----- Extract -----

He noted that union contracts that encompass the next three to five years, depending on the units, involve cost items such as medical and pension plans.
“They have been assuring us all along that the ILWU is a very important partner in the operation on Lanai,” said Kennison. “They are assuring us that whoever purchases the island will maintain the union contracts.”
“Murdock, to the ILWU, has been a good employer,” he added, noting that while Murdock has lost money his members have still received their raises.
The losses could pose a problem for the union in the future with a new owner. “Although we are hoping for the best. . . . there is always that uncertainty,” he said.
Alberta de Jetley, publisher and editor of The Lanai Times, lamented the departure of Murdock, whom she said “loves Lanai.”
In an interview with de Jetley in August, where he disclosed to her that he was planning to sell the island, Murdock said that he was “very hurt by the animosity” over the wind farm.
De Jetley took opponents of Murdock and the wind farm to task for arguing against his projects while not offering any solutions. She took issue with the characterization that he unilaterally shut down pineapple operations.
“If he hadn’t developed tourism on the island, we would be sitting here with nothing,” she said.
If Murdock sells the island, business owners need to step up. “We were lucky that Mr. Murdock had really deep pockets” to keep things going, but it’s time for the development of new businesses, she said. Hotels have helped “sustain the economy” but tourism alone is not enough.
“We need to figure out what we are going to do on the island to strengthen the island,” she said.
Those on the other side of the divide painted a different picture of Murdock and his wind farm plans.
Robin Kaye, spokesperson for Friends of Lana’i, a group formed to oppose the wind farm, hopes that if there is a new owner that the wind project will be nixed.
“We hope that the new owner will think that it’s crazy and . . . an absolutely unnecessary idea. . . . and veto it,” said Kaye.
The site of the wind farm is a “garden of the gods” where viewers can “feel the mana of the place” with views of Maui and Molokai across the channels.

-----

Work to be completed:
Copy out the news excerpt on Murdock's possible sale of Lanai word for word, in full.

----- Extracted information -----

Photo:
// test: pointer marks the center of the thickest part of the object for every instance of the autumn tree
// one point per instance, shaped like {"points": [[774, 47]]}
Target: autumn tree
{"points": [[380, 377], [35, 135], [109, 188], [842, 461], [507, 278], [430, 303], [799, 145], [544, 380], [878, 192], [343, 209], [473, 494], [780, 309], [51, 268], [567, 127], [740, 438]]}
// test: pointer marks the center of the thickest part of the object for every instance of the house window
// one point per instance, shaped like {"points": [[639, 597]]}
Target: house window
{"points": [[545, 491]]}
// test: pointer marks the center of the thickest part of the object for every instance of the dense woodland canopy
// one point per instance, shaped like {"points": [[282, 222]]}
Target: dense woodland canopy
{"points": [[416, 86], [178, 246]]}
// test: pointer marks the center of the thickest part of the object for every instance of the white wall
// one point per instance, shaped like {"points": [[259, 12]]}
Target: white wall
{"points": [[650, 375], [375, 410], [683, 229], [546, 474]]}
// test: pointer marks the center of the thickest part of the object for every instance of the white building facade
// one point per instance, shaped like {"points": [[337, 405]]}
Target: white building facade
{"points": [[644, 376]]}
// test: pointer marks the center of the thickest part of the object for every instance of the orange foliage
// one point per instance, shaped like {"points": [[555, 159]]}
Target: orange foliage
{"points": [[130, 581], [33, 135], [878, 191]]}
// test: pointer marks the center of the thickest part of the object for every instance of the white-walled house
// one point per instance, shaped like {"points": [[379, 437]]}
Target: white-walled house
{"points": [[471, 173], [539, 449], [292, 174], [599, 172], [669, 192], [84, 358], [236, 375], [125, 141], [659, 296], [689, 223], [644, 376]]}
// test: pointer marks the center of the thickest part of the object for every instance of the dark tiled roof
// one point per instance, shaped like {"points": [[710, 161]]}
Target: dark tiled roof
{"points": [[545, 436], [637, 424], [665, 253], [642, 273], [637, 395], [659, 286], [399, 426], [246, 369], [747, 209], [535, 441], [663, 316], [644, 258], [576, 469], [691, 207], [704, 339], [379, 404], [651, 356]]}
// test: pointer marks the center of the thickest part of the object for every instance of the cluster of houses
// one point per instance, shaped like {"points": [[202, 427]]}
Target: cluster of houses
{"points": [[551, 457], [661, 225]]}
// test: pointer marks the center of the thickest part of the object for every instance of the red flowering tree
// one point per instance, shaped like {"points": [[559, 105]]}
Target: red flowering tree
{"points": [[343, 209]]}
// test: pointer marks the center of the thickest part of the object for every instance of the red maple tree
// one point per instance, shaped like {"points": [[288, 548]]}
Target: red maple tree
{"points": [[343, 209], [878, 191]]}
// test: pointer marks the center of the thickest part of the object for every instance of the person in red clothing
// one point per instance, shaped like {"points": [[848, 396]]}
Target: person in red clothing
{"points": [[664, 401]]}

-----

Task solution:
He noted that union contracts that encompass the next three to five years, depending on the units, involve cost items such as medical and pension plans.
“They have been assuring us all along that the ILWU is a very important partner in the operation on Lanai,” said Kennison. “They are assuring us that whoever purchases the island will maintain the union contracts.”
“Murdock, to the ILWU, has been a good employer,” he added, noting that while Murdock has lost money his members have still received their raises.
The losses could pose a problem for the union in the future with a new owner. “Although we are hoping for the best. . . . there is always that uncertainty,” he said.
Alberta de Jetley, publisher and editor of The Lanai Times, lamented the departure of Murdock, whom she said “loves Lanai.”
In an interview with de Jetley in August, where he disclosed to her that he was planning to sell the island, Murdock said that he was “very hurt by the animosity” over the wind farm.
De Jetley took opponents of Murdock and the wind farm to task for arguing against his projects while not offering any solutions. She took issue with the characterization that he unilaterally shut down pineapple operations.
“If he hadn’t developed tourism on the island, we would be sitting here with nothing,” she said.
If Murdock sells the island, business owners need to step up. “We were lucky that Mr. Murdock had really deep pockets” to keep things going, but it’s time for the development of new businesses, she said. Hotels have helped “sustain the economy” but tourism alone is not enough.
“We need to figure out what we are going to do on the island to strengthen the island,” she said.
Those on the other side of the divide painted a different picture of Murdock and his wind farm plans.
Robin Kaye, spokesperson for Friends of Lana’i, a group formed to oppose the wind farm, hopes that if there is a new owner that the wind project will be nixed.
“We hope that the new owner will think that it’s crazy and . . . an absolutely unnecessary idea. . . . and veto it,” said Kaye.
The site of the wind farm is a “garden of the gods” where viewers can “feel the mana of the place” with views of Maui and Molokai across the channels.